# Instructions to follow:
Please express the listing below as a two-column CSV with the header text,answer, giving one row for each text-and-answer pair in it. Put each field in double quotes, turn line breaks into spaces, and leave the pictures out.

——

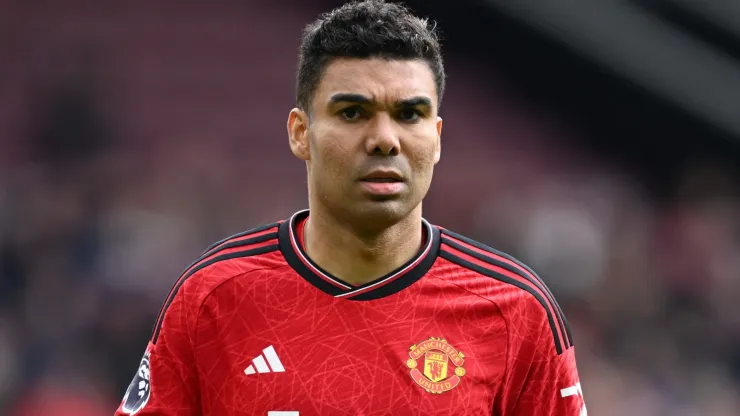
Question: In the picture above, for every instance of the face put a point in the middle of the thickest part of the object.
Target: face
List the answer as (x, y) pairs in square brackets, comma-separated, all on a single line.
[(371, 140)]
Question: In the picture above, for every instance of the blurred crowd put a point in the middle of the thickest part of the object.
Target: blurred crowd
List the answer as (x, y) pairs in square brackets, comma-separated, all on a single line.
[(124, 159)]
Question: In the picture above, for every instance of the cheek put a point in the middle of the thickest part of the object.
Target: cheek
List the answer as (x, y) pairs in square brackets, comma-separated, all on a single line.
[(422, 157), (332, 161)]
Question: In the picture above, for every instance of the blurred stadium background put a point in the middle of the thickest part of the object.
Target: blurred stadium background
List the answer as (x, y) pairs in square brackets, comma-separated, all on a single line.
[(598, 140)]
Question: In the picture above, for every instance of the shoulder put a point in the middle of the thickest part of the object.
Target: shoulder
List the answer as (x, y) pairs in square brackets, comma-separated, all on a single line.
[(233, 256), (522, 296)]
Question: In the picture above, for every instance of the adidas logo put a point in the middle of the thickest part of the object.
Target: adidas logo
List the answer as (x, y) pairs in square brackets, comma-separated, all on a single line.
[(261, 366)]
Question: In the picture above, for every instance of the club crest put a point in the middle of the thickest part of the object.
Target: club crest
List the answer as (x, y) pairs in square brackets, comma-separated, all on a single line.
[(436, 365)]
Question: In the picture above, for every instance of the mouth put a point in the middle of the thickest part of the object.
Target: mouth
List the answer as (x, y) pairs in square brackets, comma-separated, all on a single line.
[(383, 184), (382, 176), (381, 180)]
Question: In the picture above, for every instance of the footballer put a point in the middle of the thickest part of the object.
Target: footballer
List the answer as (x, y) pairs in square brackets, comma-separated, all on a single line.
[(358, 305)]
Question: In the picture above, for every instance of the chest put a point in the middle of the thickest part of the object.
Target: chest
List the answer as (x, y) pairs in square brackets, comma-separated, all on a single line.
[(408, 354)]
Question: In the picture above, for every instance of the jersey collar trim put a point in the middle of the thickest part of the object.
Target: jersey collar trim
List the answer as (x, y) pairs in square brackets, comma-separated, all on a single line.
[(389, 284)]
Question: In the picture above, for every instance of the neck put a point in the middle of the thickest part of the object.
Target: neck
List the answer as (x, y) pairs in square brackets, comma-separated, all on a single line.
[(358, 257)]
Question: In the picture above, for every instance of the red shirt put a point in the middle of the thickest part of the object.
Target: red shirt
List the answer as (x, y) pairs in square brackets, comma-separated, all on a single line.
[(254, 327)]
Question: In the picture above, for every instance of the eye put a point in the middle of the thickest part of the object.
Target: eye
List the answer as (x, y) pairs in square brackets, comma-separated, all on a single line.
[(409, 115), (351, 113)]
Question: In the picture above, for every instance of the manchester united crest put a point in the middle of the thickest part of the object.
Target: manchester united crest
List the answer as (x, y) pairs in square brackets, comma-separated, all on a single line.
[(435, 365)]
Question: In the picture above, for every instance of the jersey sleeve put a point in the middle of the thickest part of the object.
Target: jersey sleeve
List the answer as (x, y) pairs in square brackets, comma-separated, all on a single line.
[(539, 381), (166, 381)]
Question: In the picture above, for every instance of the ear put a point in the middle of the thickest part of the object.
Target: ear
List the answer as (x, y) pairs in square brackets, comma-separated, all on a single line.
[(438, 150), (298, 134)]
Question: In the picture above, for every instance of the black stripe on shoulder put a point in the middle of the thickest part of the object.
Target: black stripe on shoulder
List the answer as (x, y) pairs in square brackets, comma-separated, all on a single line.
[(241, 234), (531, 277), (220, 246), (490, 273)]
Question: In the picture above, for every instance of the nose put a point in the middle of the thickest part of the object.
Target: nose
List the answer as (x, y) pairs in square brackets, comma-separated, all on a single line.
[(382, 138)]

——

# Result below:
text,answer
"Question: In the picture above, for every instance of the face put a point in the middle of the thickest part of the object. Target: face List the answer as (x, y) pairs in square brackets, comma-separated, all on a single line.","[(371, 140)]"
"Question: In the picture above, for every instance of the blurred crowd put a point in the middle of the thickest part of the object. Target: blurred crowd List the answer as (x, y) pairs in square brackets, comma-separated, all on a single line.","[(124, 159)]"
"Question: In the picture above, for every instance of the cheek put a point in the middle of the thickest part of the object. Target: cheek List the answer as (x, y) pairs in square brackets, comma-separated, all on a single line.","[(422, 157), (332, 161)]"
"Question: In the picture above, for every instance of the blurred stadium background put a point in the middle of the thickest part of the object. Target: blurred stadium background List the answer as (x, y) pairs in square brackets, comma-separated, all on a single line.","[(598, 140)]"
"Question: In the picture above, for every instance of the shoulder put a point in the middle of the thickest part of the object. Target: shoulder List the answer as (x, y) pairs in square brackets, comma-separated, all on a single line.","[(233, 256), (522, 296)]"
"Question: In the picture above, for every instance of the adidas logo put a point in the middle of the thickest part of the object. Target: adidas logo List the answer as (x, y) pairs in square brackets, comma-separated, all on a single line.","[(261, 366)]"
"Question: In the picture above, for every instance of the club crest put a point in the middle of the thickest part of the object. Target: club crest List the answer as (x, y) pairs in square brackets, comma-separated, all on a single line.","[(436, 365)]"
"Question: In the picture above, for every instance of the mouth put a point in the middle of the thickest part of the object. Target: mouth List the answer as (x, y) pairs in square brackets, comma-separated, all on a single line.","[(383, 184), (382, 176), (381, 180)]"
"Question: In the picture above, for every instance of the footballer put a point in the middle of the thickest part of the object. Target: footballer List the answer as (x, y) pairs in square brackets, comma-separated, all on a single line.","[(358, 305)]"
"Question: In the picture above, for every instance of the chest put a point in the middle of the thickest part of the object. Target: chest List the answer as (x, y) pairs in square brackets, comma-separated, all on a single line.","[(408, 354)]"
"Question: In the picture above, for every instance of the jersey collar trim put a point in the middle of the thickest part of the object. Target: jersey collar trim List the answer as (x, y) pairs in square brackets, comma-separated, all on a single line.","[(389, 284)]"
"Question: In the picture above, for every instance of the neck put a point in the middle of the thickest part of the object. Target: neck List the answer as (x, y) pairs in square brackets, comma-separated, all on a single line.","[(358, 257)]"
"Question: In the picture above, for every instance of the red shirt put a point in the middle of the thickest part of the object. Target: red shirt List the answer as (x, y) pairs in square brackets, comma-separated, all on a single line.","[(254, 327)]"
"Question: In the picture above, for every instance of the eye put a point in the middle of the thickest part of the object. Target: eye List the answer as (x, y) pairs in square brackets, comma-separated, all on a single line.","[(409, 115), (351, 113)]"
"Question: In the picture above, for every instance of the manchester united crest put a point in the middle of the thickest part of the object. Target: manchester united crest List the answer as (x, y) pairs in square brackets, comma-separated, all on a single line.","[(435, 365)]"
"Question: In the picture above, for every instance of the jersey sleeve put a point in the middle of the thickest part of the object. Target: jersey sleeve List the answer as (x, y) pairs in square brackets, comma-separated, all on a single line.","[(539, 381), (166, 381)]"
"Question: In the picture above, for every instance of the ear put a point in the middle of the thickest part of the object. Target: ear List the answer as (x, y) pairs in square brackets, comma-separated, all on a single line.","[(438, 150), (298, 134)]"
"Question: In the picture above, for every instance of the black stripe on shoulder put a point in the middle of the thickest part of the object. Target: black stripe on shoulder List the answer as (x, y) pairs in square brackets, comma-separated, all on a single line.","[(241, 234), (531, 277), (220, 246), (490, 273)]"
"Question: In the picture above, for every instance of the nose put a point in the middle of the thickest part of the object. Target: nose List the answer as (x, y) pairs in square brackets, comma-separated, all on a single line.","[(382, 138)]"